**Exercise directions:**
Reproduce every one of the entries below with "innermost point" replaced by "most central point" and everything else unchanged. Omit the pictures from your output.

**Excerpted records:**
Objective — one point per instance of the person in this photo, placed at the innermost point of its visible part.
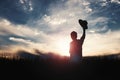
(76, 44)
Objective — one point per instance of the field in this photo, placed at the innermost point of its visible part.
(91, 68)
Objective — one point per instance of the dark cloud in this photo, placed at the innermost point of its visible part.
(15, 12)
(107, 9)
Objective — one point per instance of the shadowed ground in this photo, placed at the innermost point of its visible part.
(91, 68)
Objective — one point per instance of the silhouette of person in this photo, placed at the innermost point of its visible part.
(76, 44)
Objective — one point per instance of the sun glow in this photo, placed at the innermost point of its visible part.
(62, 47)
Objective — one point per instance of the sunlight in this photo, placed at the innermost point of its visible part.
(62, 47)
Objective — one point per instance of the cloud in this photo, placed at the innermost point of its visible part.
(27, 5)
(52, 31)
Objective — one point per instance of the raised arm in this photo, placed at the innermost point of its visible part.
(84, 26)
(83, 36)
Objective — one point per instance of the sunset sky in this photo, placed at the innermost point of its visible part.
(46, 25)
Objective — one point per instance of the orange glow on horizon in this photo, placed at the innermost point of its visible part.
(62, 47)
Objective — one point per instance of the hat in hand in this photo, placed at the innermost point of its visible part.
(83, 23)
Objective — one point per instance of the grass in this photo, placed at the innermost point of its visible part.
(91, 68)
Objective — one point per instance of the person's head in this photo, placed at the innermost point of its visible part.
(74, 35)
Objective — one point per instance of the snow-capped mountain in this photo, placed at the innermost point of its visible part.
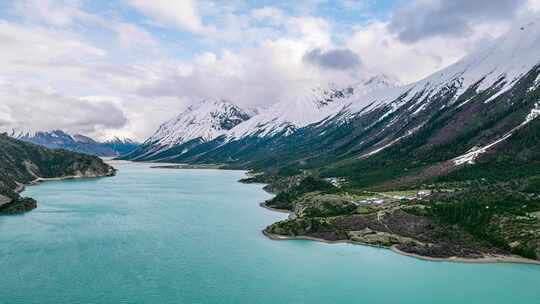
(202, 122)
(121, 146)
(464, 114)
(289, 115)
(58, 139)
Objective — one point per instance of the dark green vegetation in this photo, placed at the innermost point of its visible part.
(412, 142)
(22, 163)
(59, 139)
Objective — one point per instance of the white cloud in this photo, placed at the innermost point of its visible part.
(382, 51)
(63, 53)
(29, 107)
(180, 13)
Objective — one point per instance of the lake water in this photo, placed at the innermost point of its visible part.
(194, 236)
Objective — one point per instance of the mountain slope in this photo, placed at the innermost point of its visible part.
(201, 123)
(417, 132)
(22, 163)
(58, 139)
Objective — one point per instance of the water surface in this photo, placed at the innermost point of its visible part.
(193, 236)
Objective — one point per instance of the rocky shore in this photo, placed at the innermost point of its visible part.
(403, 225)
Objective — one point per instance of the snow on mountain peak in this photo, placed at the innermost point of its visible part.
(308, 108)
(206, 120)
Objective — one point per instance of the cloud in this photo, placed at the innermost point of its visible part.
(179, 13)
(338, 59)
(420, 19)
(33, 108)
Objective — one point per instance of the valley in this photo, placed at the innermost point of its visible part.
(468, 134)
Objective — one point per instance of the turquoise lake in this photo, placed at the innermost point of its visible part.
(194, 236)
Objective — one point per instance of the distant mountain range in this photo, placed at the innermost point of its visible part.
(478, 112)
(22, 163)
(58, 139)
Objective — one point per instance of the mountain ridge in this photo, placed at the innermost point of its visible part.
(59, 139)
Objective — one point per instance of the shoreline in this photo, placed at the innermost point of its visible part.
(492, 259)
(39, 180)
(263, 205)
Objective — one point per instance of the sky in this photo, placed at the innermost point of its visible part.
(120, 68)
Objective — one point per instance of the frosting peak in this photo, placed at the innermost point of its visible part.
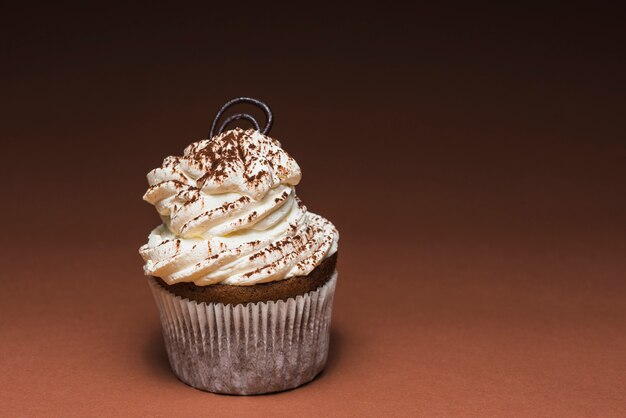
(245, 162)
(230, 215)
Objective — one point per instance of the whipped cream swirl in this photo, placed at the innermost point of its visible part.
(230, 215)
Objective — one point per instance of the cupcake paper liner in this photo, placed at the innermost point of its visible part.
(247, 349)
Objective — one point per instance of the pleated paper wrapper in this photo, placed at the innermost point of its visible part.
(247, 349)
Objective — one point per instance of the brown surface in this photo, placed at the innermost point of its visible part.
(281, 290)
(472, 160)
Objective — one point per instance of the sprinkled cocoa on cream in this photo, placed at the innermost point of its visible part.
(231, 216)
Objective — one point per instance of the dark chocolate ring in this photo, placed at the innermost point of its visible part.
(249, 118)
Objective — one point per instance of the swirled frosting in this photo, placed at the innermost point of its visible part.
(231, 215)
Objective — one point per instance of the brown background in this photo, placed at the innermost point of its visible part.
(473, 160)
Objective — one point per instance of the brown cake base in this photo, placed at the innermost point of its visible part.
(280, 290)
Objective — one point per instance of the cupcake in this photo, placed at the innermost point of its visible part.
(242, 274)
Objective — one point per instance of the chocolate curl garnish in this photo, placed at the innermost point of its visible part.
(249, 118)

**Task output:**
Objective — one point per instance of the person in this photo, placed at the most central point of its visible part.
(76, 44)
Objective — one point per instance of the field in this photo, placed at the most central point of its visible part.
(91, 68)
Objective — one point per instance of the dark cloud in this photo, placed at the most central point of its visible part.
(15, 12)
(107, 9)
Objective — one point per instance of the shadowed ground in this photo, placed at the most central point of its visible part.
(91, 68)
Objective — one point per instance of the silhouette of person in this photo, placed at the most central point of its visible part.
(76, 44)
Objective — one point per instance of the sun glow in this photo, placed at the most central point of its visible part.
(62, 47)
Objective — one point per instance of the sunlight in this photo, placed at the most central point of its visible part.
(62, 47)
Objective — one point per instance of the cloud in this photo, placed at the most central point of its visible part.
(27, 5)
(52, 31)
Objective — one point per instance of the raised arm in this photo, placed at the most central point of its visible part.
(84, 26)
(83, 36)
Objective — one point per instance of the sunset sky in this photo, placed at the most central point of its visible part.
(46, 25)
Objective — one point per instance of the orange glow on horizon in this photo, placed at the most central point of its visible part.
(62, 47)
Objective — one point per instance of the hat in hand in this photo, placed at the most central point of its visible part.
(83, 23)
Objective — one point per instance of the grass in this photo, placed at the most central point of its visible part.
(91, 68)
Objective — one point per instance of the person's head in this photo, placed at the most central point of its visible part.
(74, 35)
Objective — one point per instance of the snow-capped mountain in this photo, placed at the most central point of its visible part.
(202, 122)
(121, 146)
(464, 114)
(289, 115)
(58, 139)
Objective — one point per instance of the dark green vegetation in this photo, placed at the most central point of its visible part.
(412, 142)
(22, 163)
(59, 139)
Objective — one point per instance of the white cloud in this photo, placed at the most central point of its visible part.
(382, 51)
(63, 53)
(29, 107)
(180, 13)
Objective — one point per instance of the lake water in this photo, placed at the most central point of its visible part.
(194, 236)
Objective — one point per instance of the mountain slope in this photo, placed at the most central point of its visible part.
(201, 123)
(417, 132)
(22, 163)
(58, 139)
Objective — one point per instance of the water surface in this photo, placed at the most central point of its visible part.
(193, 236)
Objective — one point per instance of the rocky shore in this photo, placed at the most central point of its visible part.
(403, 225)
Objective — one point per instance of the snow on mountain peak in this photo, placed at the most central point of its visible part.
(308, 108)
(206, 120)
Objective — one point per instance of the cloud in this photo, placed at the most central point of its visible part.
(179, 13)
(338, 59)
(420, 19)
(33, 108)
Objective — one point per instance of the valley in this photo, placed at the most central point of its visible part.
(468, 134)
Objective — one point per instance of the turquoise lake in this photo, placed at the most central point of its visible part.
(194, 236)
Objective — one point per instance of the distant mountain range in this photo, placed at the most central point of its visible part.
(478, 112)
(22, 163)
(58, 139)
Objective — one point per instance of the mountain ridge in this photo, placed at the most central point of its visible part.
(59, 139)
Objective — one point per instance of the shoreline in this photo, placed at the most central point of its visible part.
(492, 259)
(39, 180)
(263, 205)
Objective — one point per instance of the sky in this photo, placed at the most central point of its visible part.
(120, 68)
Objective — one point per instance of the frosting peak in this photo, placed at the most central point of its visible part.
(245, 162)
(230, 215)
Objective — one point per instance of the whipped cream swirl in this photo, placed at the most central point of its visible part.
(230, 215)
Objective — one point per instance of the cupcake paper liner in this photo, placed at the most central point of its visible part.
(247, 349)
Objective — one point per instance of the pleated paper wrapper in this photo, placed at the most central point of its visible part.
(247, 349)
Objective — one point per instance of the brown surface in this photo, placed at the most central point of its visible part.
(281, 290)
(472, 160)
Objective — one point per instance of the sprinkled cocoa on cream in this photo, placed at the most central point of its visible part.
(231, 216)
Objective — one point per instance of the dark chocolate ring in this photo, placed at the most central point of its visible part.
(249, 118)
Objective — one point per instance of the swirled frosting in this photo, placed at the most central point of its visible part.
(231, 215)
Objective — one point per instance of the brown background in this photo, placed at the most central point of its visible part.
(473, 160)
Objective — one point per instance of the brown cake base in this photo, placed at the most central point of its visible part.
(280, 290)
Objective — one point per instance of the cupcake in this photo, placed at the most central point of its visible part.
(242, 274)
Objective — one point per instance of the chocolate curl garnish in this photo, placed at the most central point of its visible part.
(249, 118)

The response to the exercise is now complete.